BEGIN
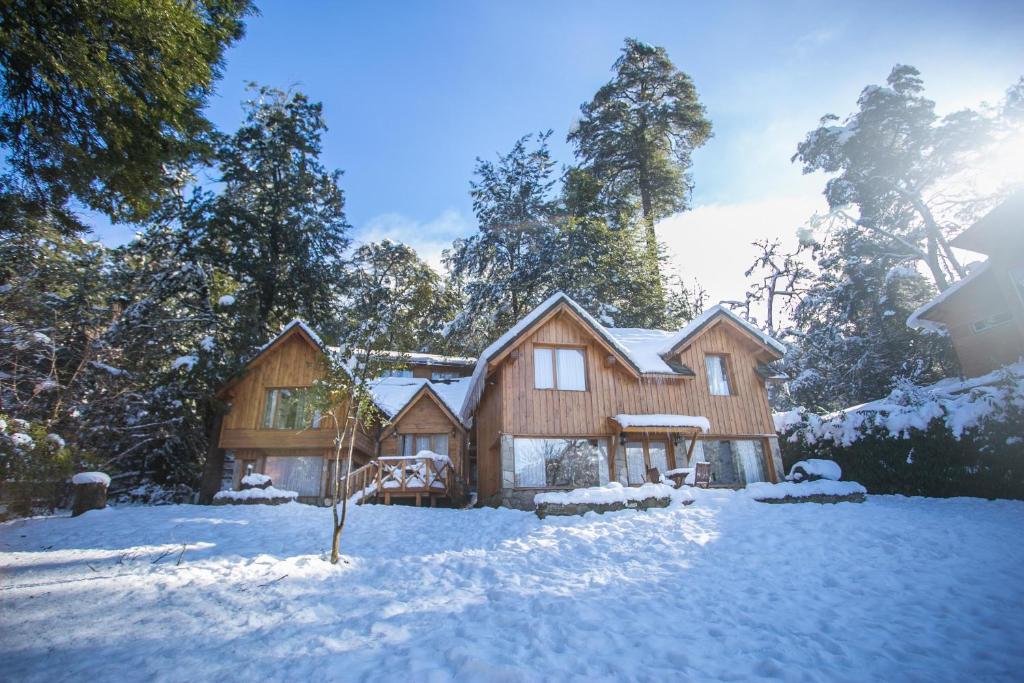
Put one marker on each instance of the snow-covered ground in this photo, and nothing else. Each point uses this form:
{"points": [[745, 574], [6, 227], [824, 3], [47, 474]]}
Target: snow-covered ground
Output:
{"points": [[894, 589]]}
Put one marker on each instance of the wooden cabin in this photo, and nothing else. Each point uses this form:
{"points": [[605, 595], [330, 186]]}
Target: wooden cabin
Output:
{"points": [[983, 313], [562, 401], [271, 429], [559, 401]]}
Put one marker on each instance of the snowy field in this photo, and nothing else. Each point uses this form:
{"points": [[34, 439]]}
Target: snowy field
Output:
{"points": [[726, 589]]}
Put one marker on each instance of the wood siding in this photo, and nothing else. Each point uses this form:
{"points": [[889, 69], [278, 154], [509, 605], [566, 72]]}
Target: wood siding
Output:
{"points": [[511, 404], [292, 363], [425, 417], [992, 293]]}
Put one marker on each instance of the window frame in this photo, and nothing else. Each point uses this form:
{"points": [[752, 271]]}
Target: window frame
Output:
{"points": [[606, 440], [726, 373], [554, 348], [314, 417]]}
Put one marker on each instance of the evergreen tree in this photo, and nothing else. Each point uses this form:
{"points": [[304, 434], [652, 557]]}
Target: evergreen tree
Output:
{"points": [[637, 135], [278, 227], [504, 269], [99, 97], [391, 287]]}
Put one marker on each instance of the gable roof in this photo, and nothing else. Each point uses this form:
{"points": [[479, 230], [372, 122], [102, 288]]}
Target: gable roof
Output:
{"points": [[395, 395], [701, 322], [644, 351], [295, 328], [1000, 229], [923, 317]]}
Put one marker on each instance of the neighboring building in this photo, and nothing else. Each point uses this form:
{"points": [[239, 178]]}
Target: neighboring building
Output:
{"points": [[271, 429], [559, 401], [984, 312]]}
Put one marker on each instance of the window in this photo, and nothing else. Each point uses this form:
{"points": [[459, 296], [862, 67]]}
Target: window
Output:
{"points": [[441, 375], [560, 463], [562, 369], [992, 321], [298, 473], [638, 456], [734, 461], [289, 409], [413, 443], [718, 379]]}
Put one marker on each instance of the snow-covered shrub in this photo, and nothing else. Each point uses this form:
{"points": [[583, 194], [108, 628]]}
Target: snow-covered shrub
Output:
{"points": [[35, 465], [951, 438]]}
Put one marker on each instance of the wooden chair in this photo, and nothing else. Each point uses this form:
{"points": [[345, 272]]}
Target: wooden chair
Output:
{"points": [[701, 474]]}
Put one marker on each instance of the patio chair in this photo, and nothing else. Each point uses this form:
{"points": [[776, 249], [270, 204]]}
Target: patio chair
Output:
{"points": [[701, 475]]}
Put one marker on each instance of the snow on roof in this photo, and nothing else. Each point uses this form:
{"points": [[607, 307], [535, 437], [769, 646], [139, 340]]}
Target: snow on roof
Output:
{"points": [[915, 319], [288, 328], [644, 347], [428, 358], [700, 321], [697, 421], [393, 393]]}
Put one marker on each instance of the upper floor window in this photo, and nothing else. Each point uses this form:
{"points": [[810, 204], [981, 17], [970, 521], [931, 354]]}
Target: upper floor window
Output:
{"points": [[289, 409], [415, 443], [439, 375], [559, 369], [718, 377]]}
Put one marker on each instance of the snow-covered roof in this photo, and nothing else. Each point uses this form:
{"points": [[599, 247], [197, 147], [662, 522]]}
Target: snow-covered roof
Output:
{"points": [[704, 318], [667, 421], [392, 394], [644, 349], [918, 319], [415, 357]]}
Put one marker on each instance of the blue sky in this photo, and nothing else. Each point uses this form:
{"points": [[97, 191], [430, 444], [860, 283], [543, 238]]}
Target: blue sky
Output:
{"points": [[414, 92]]}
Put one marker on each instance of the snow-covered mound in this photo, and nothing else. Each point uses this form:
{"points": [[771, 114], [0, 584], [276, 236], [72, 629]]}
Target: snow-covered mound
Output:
{"points": [[815, 467], [761, 491], [960, 403], [608, 494], [268, 494], [91, 477]]}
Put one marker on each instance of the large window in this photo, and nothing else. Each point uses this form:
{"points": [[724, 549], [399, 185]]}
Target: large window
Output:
{"points": [[718, 378], [298, 473], [559, 369], [414, 443], [733, 461], [632, 469], [289, 409], [560, 463]]}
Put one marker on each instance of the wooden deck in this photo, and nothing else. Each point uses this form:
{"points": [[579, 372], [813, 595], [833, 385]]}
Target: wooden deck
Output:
{"points": [[408, 479]]}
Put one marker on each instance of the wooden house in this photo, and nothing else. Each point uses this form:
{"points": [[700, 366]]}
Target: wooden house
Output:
{"points": [[983, 313], [558, 401]]}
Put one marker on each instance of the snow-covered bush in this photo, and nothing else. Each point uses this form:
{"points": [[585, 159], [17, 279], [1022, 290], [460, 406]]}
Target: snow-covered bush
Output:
{"points": [[956, 437]]}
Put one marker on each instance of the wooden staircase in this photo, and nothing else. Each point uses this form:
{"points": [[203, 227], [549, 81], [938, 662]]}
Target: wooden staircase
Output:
{"points": [[407, 479]]}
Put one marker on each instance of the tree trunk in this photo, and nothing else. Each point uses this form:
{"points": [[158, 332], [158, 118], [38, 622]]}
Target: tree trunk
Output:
{"points": [[213, 469]]}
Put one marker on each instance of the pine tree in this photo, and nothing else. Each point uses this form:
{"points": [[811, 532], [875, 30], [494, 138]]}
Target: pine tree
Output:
{"points": [[278, 228], [637, 135], [390, 286], [99, 97], [891, 161], [503, 269]]}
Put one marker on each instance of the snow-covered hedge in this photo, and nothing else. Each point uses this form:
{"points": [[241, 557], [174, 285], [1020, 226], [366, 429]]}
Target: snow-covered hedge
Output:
{"points": [[762, 491], [956, 437], [269, 496]]}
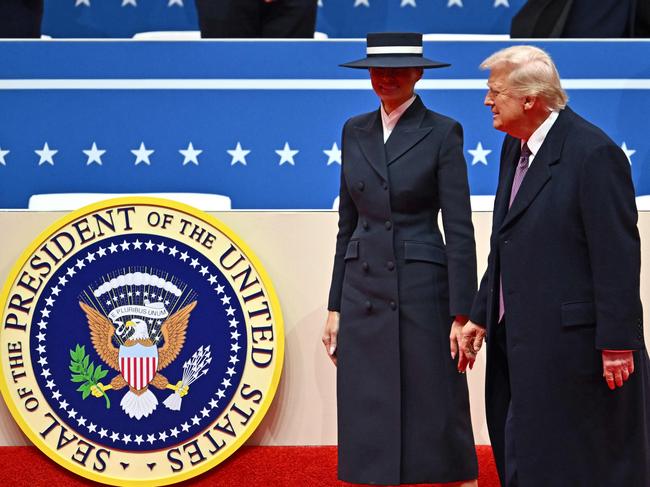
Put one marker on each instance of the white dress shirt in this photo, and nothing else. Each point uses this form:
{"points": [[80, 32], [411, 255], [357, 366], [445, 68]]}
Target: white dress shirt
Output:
{"points": [[389, 120]]}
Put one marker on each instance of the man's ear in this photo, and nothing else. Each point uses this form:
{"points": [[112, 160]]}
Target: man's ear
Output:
{"points": [[529, 102]]}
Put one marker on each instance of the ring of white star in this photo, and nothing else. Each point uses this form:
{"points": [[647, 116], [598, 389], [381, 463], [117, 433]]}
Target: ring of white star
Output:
{"points": [[161, 435]]}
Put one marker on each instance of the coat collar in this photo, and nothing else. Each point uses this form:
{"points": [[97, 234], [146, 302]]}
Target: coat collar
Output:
{"points": [[405, 135], [371, 141], [539, 172], [407, 132]]}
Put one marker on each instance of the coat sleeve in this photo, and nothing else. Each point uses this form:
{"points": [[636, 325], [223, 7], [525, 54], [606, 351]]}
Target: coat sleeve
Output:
{"points": [[609, 217], [453, 195], [347, 223]]}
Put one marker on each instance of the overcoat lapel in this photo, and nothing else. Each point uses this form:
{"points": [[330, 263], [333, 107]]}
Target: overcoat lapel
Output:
{"points": [[539, 172], [371, 141], [503, 197], [407, 132]]}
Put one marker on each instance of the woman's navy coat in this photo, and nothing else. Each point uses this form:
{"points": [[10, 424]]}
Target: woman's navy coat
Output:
{"points": [[403, 409]]}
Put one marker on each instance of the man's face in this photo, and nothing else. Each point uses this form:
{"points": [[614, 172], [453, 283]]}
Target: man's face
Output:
{"points": [[507, 107], [394, 85]]}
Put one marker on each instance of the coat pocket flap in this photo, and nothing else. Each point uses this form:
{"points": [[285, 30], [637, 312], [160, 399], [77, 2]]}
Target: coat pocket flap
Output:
{"points": [[424, 251], [579, 314], [352, 252]]}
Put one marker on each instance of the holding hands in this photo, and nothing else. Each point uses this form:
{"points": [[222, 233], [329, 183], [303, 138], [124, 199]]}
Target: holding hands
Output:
{"points": [[468, 340], [330, 334], [617, 367]]}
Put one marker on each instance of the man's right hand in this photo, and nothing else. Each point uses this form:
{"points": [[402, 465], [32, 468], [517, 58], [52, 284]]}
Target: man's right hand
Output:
{"points": [[330, 334], [472, 341]]}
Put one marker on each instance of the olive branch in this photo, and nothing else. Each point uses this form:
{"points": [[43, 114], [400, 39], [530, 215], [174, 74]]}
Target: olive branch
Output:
{"points": [[85, 371]]}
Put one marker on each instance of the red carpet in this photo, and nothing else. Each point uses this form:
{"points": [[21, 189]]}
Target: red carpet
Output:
{"points": [[289, 466]]}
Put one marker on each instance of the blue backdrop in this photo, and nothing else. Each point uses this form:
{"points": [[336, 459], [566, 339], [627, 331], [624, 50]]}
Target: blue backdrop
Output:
{"points": [[336, 18], [249, 106]]}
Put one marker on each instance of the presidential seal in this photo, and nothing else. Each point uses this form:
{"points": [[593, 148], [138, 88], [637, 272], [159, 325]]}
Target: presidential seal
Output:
{"points": [[142, 342]]}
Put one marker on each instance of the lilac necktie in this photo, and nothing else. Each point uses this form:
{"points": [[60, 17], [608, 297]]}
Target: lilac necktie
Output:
{"points": [[520, 173]]}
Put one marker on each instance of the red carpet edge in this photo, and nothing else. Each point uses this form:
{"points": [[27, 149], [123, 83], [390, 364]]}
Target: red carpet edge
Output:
{"points": [[281, 466]]}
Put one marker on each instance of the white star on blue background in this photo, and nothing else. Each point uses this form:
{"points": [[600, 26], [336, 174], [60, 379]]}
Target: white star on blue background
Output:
{"points": [[238, 155], [94, 155], [46, 155], [479, 154], [287, 154], [142, 154], [190, 155]]}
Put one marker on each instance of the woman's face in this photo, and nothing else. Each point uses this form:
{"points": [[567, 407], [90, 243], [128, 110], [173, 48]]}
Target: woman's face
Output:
{"points": [[394, 85]]}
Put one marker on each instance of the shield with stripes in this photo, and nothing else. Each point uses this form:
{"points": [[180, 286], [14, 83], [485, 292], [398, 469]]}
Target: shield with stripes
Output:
{"points": [[138, 364]]}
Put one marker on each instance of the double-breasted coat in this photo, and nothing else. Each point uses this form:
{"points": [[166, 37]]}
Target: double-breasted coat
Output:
{"points": [[568, 254], [403, 409]]}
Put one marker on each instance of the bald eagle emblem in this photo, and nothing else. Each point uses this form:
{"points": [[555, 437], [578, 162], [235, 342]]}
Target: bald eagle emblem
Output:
{"points": [[148, 340]]}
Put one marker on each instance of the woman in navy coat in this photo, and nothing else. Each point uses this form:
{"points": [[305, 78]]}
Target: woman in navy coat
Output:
{"points": [[400, 293]]}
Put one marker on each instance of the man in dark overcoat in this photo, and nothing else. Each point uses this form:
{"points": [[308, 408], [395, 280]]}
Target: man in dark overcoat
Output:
{"points": [[568, 380], [403, 408], [257, 18], [581, 18]]}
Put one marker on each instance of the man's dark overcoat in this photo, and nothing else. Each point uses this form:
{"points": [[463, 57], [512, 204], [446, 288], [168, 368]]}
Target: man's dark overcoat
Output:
{"points": [[403, 409], [568, 254]]}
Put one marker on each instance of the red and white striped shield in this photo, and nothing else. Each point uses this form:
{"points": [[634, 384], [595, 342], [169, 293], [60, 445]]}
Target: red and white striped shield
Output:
{"points": [[138, 364]]}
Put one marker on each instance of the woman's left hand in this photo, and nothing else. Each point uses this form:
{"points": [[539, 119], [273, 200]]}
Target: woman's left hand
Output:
{"points": [[456, 338]]}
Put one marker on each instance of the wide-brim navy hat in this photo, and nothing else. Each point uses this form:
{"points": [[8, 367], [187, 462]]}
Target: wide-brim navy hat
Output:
{"points": [[394, 50]]}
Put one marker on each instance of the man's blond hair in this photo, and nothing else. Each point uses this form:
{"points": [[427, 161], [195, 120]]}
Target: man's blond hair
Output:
{"points": [[531, 73]]}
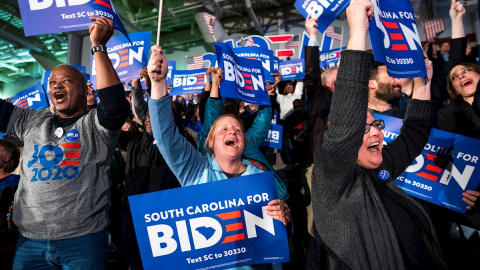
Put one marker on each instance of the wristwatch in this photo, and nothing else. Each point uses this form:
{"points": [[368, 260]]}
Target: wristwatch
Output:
{"points": [[100, 48]]}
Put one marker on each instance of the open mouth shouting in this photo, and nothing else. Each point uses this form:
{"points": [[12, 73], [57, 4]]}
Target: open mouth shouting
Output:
{"points": [[466, 83], [231, 142], [375, 147], [59, 96]]}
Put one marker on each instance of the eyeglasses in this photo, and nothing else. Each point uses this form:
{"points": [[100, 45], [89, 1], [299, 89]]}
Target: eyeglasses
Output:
{"points": [[378, 124]]}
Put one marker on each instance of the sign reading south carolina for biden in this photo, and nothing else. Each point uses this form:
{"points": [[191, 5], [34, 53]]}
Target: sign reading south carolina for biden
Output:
{"points": [[185, 82], [325, 10], [395, 39], [127, 57], [292, 69], [172, 65], [274, 137], [243, 78], [49, 16], [257, 53], [33, 98], [216, 225], [448, 166]]}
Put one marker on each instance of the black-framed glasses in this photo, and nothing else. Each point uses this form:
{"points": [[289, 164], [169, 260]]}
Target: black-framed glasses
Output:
{"points": [[378, 124]]}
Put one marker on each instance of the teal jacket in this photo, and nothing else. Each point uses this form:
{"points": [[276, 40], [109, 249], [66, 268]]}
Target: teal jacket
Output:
{"points": [[253, 138]]}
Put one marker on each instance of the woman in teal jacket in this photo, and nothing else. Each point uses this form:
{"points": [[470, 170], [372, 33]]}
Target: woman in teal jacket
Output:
{"points": [[225, 141], [254, 136]]}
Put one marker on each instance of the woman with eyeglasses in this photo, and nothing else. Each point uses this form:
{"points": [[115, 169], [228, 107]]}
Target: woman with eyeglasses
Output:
{"points": [[463, 115], [363, 220]]}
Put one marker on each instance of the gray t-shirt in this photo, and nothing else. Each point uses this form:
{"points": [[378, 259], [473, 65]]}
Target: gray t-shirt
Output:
{"points": [[64, 186]]}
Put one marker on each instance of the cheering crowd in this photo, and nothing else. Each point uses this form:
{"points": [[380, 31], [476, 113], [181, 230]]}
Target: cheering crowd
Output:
{"points": [[66, 209]]}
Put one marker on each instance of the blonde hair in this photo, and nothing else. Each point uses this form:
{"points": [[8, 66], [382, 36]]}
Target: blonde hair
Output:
{"points": [[211, 134]]}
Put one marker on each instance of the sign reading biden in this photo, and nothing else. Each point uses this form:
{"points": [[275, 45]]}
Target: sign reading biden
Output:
{"points": [[326, 11], [257, 53], [221, 224], [448, 166], [243, 78], [274, 137], [172, 65], [395, 39], [33, 98], [292, 69], [185, 82], [49, 16], [127, 57]]}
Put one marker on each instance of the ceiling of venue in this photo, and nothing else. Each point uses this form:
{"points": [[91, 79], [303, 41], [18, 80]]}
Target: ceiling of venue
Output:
{"points": [[19, 55]]}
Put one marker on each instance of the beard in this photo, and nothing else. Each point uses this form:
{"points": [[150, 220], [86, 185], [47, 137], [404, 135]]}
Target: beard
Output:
{"points": [[387, 93]]}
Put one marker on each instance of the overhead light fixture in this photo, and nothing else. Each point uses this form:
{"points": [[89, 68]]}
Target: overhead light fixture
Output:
{"points": [[56, 45]]}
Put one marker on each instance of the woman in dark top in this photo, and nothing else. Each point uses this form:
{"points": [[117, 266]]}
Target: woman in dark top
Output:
{"points": [[463, 116], [9, 159]]}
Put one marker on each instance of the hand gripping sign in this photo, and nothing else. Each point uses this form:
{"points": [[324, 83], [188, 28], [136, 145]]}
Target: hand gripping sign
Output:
{"points": [[49, 16], [216, 225], [243, 78], [261, 54], [448, 166], [172, 65], [325, 10], [395, 39], [185, 82], [292, 69], [128, 57]]}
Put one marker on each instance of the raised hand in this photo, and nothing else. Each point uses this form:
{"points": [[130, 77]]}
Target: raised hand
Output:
{"points": [[101, 30]]}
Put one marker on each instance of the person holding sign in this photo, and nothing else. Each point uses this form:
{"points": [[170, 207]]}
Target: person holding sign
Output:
{"points": [[254, 136], [63, 196], [226, 142], [363, 219]]}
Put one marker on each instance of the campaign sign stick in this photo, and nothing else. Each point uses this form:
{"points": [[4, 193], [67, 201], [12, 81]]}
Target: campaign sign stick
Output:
{"points": [[127, 57], [395, 39], [33, 98], [243, 78], [292, 69], [264, 55], [325, 11], [448, 166], [172, 65], [216, 225], [48, 16], [187, 82], [274, 137]]}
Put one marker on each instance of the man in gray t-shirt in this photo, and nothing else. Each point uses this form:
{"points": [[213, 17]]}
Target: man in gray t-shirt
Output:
{"points": [[63, 196]]}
END
_YOUR INSTRUCTIONS:_ When the word "building" turns up on a line of the material above, copy that line.

_SOLUTION TO THE PROBLEM:_
Put one marker on each instance of the neighboring building in this photo, and nothing else. Each point uses this form:
Target: neighboring building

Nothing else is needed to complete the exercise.